■ **Task brief**: Pull out every line of the rows below that contains the word "slit" and copy each one as it appears.
-- Start --
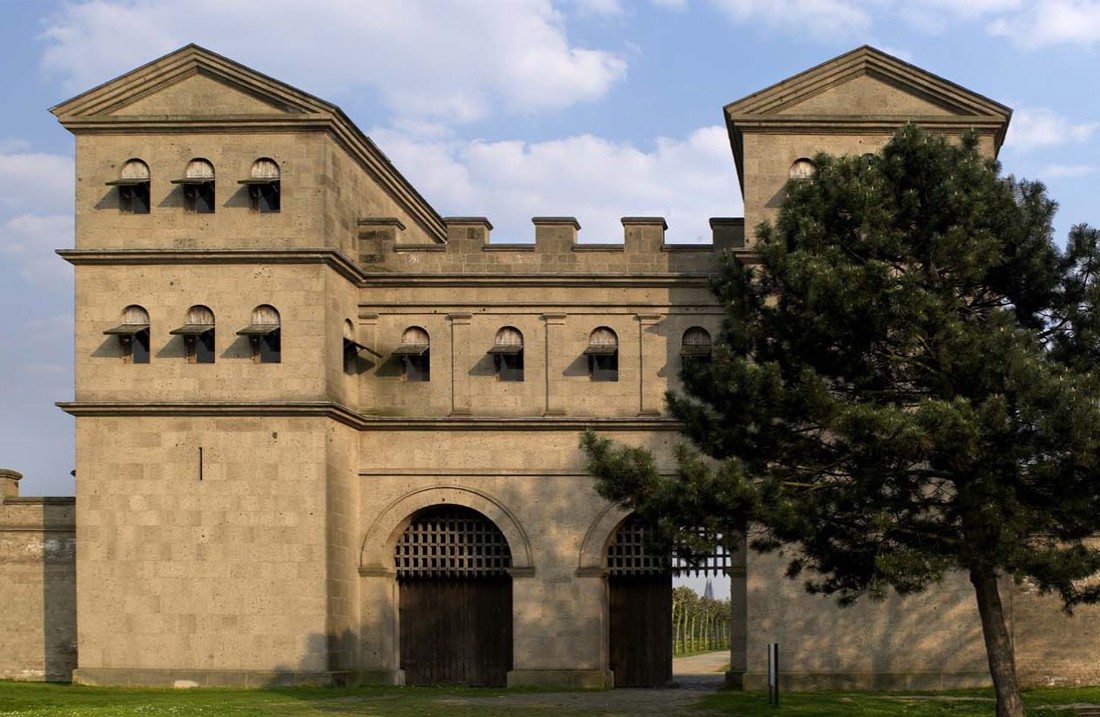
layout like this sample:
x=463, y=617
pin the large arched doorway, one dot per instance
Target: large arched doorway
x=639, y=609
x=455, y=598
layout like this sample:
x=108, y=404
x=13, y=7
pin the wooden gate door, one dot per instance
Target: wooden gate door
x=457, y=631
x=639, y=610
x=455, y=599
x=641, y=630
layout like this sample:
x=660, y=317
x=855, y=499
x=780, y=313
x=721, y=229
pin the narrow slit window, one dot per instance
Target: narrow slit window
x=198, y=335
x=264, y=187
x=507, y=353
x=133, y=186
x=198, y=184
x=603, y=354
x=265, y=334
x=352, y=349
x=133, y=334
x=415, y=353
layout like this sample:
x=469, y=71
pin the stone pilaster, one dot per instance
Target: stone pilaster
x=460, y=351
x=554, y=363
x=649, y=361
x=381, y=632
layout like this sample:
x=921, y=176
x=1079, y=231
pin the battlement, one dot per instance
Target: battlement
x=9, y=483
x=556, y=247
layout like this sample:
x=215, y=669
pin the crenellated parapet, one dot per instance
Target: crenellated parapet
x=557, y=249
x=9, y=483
-- End --
-- Start --
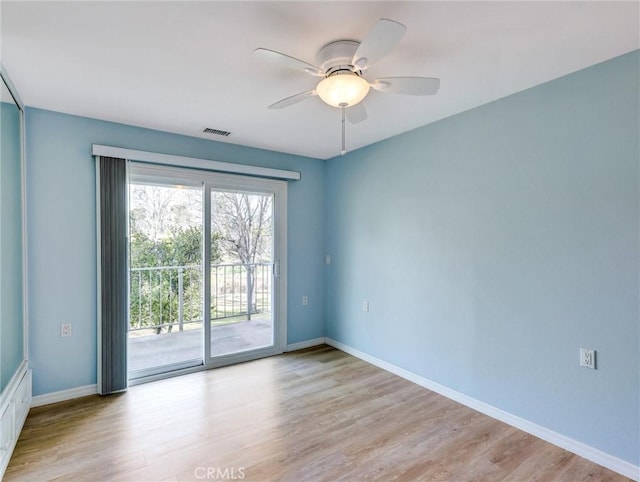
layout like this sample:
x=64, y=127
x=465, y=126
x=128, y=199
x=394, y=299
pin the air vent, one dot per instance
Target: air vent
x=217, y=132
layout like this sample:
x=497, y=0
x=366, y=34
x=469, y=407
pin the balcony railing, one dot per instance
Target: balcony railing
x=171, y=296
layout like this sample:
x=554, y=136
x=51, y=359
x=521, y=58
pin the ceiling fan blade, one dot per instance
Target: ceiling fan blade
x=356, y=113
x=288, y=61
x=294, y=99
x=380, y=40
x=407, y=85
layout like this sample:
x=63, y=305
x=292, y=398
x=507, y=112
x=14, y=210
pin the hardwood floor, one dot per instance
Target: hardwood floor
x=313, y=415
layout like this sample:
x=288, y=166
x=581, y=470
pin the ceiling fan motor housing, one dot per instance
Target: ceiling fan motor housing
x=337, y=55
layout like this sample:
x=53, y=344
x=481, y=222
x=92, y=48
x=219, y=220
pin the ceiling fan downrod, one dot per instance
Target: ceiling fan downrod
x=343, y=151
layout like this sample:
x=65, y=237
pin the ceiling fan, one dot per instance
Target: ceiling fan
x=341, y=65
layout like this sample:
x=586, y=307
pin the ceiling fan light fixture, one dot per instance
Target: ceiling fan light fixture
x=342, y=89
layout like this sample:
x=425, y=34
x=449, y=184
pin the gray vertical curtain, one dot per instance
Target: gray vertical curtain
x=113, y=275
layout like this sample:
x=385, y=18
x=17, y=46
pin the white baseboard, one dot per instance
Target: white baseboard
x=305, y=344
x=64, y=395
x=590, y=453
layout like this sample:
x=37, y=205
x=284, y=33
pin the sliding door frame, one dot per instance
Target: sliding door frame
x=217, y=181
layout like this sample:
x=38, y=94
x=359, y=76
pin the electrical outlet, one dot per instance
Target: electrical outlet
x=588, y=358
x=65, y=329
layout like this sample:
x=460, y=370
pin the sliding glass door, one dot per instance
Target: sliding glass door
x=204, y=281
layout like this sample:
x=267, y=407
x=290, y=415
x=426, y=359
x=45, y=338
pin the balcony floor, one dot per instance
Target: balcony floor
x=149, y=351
-- End --
-- Start --
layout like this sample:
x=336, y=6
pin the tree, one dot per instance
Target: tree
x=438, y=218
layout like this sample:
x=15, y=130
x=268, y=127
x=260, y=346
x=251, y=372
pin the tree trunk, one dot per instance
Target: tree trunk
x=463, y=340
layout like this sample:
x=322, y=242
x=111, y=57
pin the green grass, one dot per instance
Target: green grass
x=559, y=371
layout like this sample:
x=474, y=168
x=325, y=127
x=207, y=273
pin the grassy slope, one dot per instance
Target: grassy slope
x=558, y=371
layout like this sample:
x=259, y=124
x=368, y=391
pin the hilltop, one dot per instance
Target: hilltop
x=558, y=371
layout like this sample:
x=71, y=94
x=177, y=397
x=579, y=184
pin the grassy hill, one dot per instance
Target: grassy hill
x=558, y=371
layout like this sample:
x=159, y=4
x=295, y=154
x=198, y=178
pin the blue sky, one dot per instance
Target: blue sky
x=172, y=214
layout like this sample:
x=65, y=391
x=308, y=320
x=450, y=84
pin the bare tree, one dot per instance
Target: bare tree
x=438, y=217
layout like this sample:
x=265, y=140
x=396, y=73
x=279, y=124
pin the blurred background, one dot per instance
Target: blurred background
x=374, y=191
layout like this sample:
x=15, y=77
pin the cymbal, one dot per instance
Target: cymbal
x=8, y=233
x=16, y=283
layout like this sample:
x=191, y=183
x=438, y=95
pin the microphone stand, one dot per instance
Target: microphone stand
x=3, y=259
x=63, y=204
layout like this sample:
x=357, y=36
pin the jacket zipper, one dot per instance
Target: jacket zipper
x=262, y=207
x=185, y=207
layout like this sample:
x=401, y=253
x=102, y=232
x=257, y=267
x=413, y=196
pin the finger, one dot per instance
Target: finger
-- End --
■ **Exercise output**:
pin the narrow slit window, one dot per instance
Target: narrow slit window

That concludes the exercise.